----- Input records -----

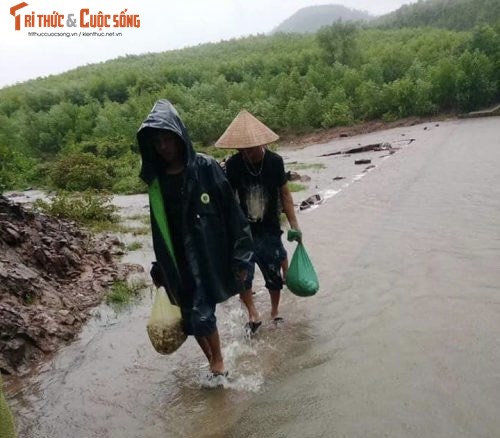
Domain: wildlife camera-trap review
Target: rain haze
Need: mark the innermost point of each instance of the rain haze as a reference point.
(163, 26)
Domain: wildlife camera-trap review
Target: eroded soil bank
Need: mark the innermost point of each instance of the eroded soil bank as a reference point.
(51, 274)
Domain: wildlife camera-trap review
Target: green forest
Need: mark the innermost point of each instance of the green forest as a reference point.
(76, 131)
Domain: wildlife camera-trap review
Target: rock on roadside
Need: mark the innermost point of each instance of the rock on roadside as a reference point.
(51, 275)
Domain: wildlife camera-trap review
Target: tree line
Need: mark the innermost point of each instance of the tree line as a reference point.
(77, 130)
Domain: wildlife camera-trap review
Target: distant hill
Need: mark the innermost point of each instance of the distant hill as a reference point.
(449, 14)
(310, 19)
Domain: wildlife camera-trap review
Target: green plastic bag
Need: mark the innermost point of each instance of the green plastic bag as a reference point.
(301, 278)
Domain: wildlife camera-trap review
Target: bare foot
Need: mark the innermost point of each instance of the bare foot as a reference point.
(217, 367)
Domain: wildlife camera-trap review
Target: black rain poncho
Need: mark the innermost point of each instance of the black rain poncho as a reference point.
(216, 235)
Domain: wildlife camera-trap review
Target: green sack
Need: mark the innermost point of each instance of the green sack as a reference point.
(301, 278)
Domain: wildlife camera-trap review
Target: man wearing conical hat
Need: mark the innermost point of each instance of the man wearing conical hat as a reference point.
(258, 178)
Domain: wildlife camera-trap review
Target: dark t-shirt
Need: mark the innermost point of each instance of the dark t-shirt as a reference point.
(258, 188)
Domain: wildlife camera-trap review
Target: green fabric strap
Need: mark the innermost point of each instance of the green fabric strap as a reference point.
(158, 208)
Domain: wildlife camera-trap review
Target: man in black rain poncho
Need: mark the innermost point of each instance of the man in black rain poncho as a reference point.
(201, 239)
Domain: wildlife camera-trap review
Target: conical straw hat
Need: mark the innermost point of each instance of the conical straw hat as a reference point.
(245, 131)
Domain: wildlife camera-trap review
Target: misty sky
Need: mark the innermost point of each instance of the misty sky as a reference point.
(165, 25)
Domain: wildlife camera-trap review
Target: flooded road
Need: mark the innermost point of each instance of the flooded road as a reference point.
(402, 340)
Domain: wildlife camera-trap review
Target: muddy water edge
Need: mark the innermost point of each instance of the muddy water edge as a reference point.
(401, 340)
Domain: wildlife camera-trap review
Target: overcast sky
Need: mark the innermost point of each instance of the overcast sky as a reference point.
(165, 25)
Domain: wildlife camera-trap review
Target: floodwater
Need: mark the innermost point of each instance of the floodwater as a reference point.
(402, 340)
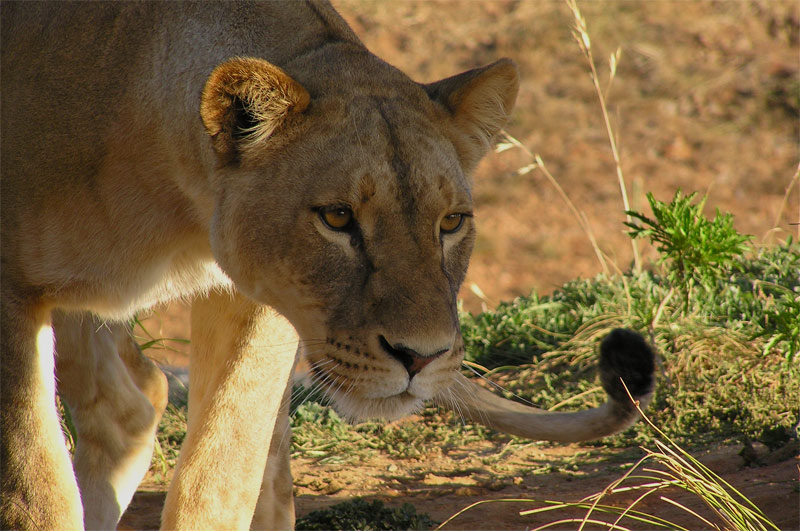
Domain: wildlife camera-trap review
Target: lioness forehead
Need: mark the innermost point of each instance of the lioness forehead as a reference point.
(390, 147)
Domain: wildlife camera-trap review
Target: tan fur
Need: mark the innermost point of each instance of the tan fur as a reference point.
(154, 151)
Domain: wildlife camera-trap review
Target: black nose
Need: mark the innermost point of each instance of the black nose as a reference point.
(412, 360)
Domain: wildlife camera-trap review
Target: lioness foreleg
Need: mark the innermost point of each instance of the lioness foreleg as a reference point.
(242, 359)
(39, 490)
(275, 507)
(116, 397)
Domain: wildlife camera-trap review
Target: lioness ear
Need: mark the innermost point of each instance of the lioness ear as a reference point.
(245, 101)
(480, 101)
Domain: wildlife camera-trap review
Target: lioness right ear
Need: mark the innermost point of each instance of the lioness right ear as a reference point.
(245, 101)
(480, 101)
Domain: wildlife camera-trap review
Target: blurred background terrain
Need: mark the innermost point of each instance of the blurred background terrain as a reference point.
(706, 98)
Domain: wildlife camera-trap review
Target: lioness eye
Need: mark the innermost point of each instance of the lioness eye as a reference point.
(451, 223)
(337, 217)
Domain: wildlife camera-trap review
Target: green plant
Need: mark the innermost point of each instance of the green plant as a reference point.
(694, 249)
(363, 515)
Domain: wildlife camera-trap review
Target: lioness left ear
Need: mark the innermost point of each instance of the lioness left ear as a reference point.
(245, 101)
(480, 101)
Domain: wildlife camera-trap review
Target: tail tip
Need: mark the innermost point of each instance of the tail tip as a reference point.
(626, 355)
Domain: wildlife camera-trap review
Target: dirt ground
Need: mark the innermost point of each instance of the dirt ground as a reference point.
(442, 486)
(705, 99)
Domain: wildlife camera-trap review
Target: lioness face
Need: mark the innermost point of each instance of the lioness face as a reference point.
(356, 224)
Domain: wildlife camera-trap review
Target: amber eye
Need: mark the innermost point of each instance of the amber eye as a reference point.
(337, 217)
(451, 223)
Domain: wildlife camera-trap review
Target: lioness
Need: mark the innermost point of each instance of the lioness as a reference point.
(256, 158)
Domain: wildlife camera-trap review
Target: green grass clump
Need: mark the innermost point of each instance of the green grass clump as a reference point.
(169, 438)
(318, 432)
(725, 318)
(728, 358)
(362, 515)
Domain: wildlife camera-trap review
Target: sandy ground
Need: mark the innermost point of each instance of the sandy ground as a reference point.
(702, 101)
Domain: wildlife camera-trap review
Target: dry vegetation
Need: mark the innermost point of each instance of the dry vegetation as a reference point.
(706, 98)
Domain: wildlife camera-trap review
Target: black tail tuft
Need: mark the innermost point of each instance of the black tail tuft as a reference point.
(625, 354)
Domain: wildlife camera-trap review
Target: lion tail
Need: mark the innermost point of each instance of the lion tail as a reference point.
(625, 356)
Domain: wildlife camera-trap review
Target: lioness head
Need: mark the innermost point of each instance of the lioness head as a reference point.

-----

**What is expected:** Retype the whole listing, keeping every line identical and omitting all pictures.

**Answer for this exercise:**
Domain: wildlife camera-trap review
Target: rain haze
Need: mark the innermost point of each instance of the rain haze as a reference point.
(163, 26)
Domain: wildlife camera-trap review
Target: eroded soil bank
Need: mark the innermost point of each instance of the eroded soil bank as a reference point.
(51, 274)
Domain: wildlife camera-trap review
Target: green forest
Need: mark the innermost point of each instance of the green forest as a reference point.
(76, 131)
Domain: wildlife camera-trap review
Target: rock on roadside
Need: mark the innermost point of each instance of the rock on roadside as a reference point.
(51, 275)
Domain: wildlife camera-trap review
Target: tree line
Need: mark the innermost point of each instance of the tree line as a reference point.
(77, 130)
Domain: wildlife camera-trap review
Target: distant hill
Need: mark the innermost point of each instance of the distant hill as a reference point.
(449, 14)
(310, 19)
Domain: wildlife camera-trap review
Target: green plastic bag
Need: mark the innermost point of each instance of the green plastic bag as a reference point.
(301, 278)
Domain: wildlife camera-trap review
Target: bare foot
Need: mark the innermost point of each instance of the bare foot as a reference point.
(217, 367)
Domain: wildlife camera-trap review
Target: black rain poncho
Need: mark the innermost point of each instance of the black rain poncho as a reference point.
(216, 235)
Domain: wildlife camera-trap review
Target: green sack
Need: mark the innermost point of each instance of the green sack as a reference point.
(301, 278)
Domain: wildlife camera-trap review
Target: man wearing conical hat
Need: mark the innermost point of each instance of the man wearing conical hat as a reference point.
(258, 178)
Domain: wildlife camera-trap review
Target: dark t-shirt
Need: mark the innermost point of each instance of the dark t-shirt as a reference point.
(258, 188)
Domain: wildlife camera-trap review
Target: green fabric strap
Need: mark the innermost point of each instance of the green fabric strap as a reference point.
(158, 208)
Domain: wildlife camera-trap review
Target: man in black rain poncho
Need: mark the innermost point of each instance of the man in black rain poncho as a reference point.
(201, 239)
Domain: wildlife camera-trap review
Target: conical straw hat
Need: mark the innermost point of each instance of the conical straw hat as a reference point.
(245, 131)
Domain: wildlife camera-trap review
Target: misty sky
Need: mark the innermost point of each instance of the misty sky as a reference point.
(165, 25)
Domain: wildlife camera-trap review
Target: flooded road
Need: mark the innermost point of each instance of the flooded road as a reference point.
(402, 340)
Domain: wildlife camera-trap review
Target: muddy water edge
Need: mark the innermost point of each instance of the muddy water edge as a reference point.
(401, 340)
Domain: wildlife camera-trap review
Target: overcast sky
Need: mark the innermost point of each instance of the overcast sky as a reference point.
(165, 25)
Domain: wildlife camera-trap review
Target: floodwater
Need: mark the innermost point of each instance of the floodwater as a reference point.
(402, 340)
Domain: wildlife camera-trap review
Target: lioness forehead
Need: mark the innermost point of each instance of the lioness forehead as a reference point.
(390, 147)
Domain: wildlife camera-trap review
Target: tan fur
Need: mark the innermost point of each instance of the tan fur as a reference point.
(154, 151)
Domain: wildlife camera-trap review
Target: black nose
Need: mark the innermost point of each instance of the black nose as a reference point.
(412, 360)
Domain: wildlife camera-trap review
Target: lioness foreleg
Need: mark the innermost point of each instance of the lioness foreleg as a reference point.
(242, 359)
(39, 490)
(275, 507)
(116, 397)
Domain: wildlife camera-trap review
Target: lioness ear
Need: mark the innermost point of each instance of the lioness ear as a reference point.
(245, 101)
(480, 101)
Domain: wildlife camera-trap review
Target: lioness right ear
Need: mark the innermost point of each instance of the lioness right ear as a reference point.
(245, 101)
(480, 101)
Domain: wildlife camera-trap review
Target: blurred background terrain
Need: mark the innermost point of each instance of the blurred background terrain as a reference point.
(706, 98)
Domain: wildlife camera-trap review
Target: lioness eye
Need: mark the innermost point of each instance of the lioness eye as a reference point.
(451, 223)
(337, 217)
Domain: wildlife camera-trap review
Target: green plant
Need: mark the innermost point of each instance of the green plant as a reference point.
(694, 249)
(363, 515)
Domain: wildlife camera-trap review
Target: lioness left ear
Need: mark the innermost point of each instance of the lioness left ear as a reference point.
(245, 101)
(480, 101)
Domain: wildlife camera-trap review
Target: tail tip
Need: mark the innermost point of each instance of the tail tip as a reference point.
(626, 355)
Domain: wildlife camera-trap review
Target: dirt ground
Need: mark the innermost point of each instance of the dirt ground as a reference point.
(442, 486)
(705, 99)
Domain: wildlife camera-trap review
Target: lioness face
Need: mark the innermost point of each instance of the lioness face as a reference point.
(356, 224)
Domain: wildlife camera-trap review
Target: amber eye
Need: mark the innermost point of each instance of the amber eye as a reference point.
(337, 217)
(451, 223)
Domain: wildlife camera-trap review
Target: lioness
Need: mark the innermost point of each instance of the lioness as a reference point.
(256, 158)
Domain: wildlife camera-trap review
Target: green grass clump
Need: mark the innermost point of each instance of the green grass clump as a reference point.
(169, 438)
(318, 432)
(725, 318)
(728, 358)
(362, 515)
Domain: wildlife camera-trap review
Target: sandy ground
Need: mark the innermost point of each instance of the sandy ground as a reference point.
(702, 101)
Domain: wildlife camera-trap review
Target: dry vegetation
Need: mark the innermost point of each instance of the dry vegetation as a reference point.
(706, 98)
Domain: wildlife camera-trap review
Target: black tail tuft
Need: mark the innermost point of each instance of the black tail tuft as a reference point.
(625, 354)
Domain: wildlife camera-trap review
Target: lion tail
Need: mark the innermost point of each instance of the lion tail as a reference point.
(625, 356)
Domain: wildlife camera-trap review
Target: lioness head
Need: mark the innermost point of each instance of the lioness head as a reference point.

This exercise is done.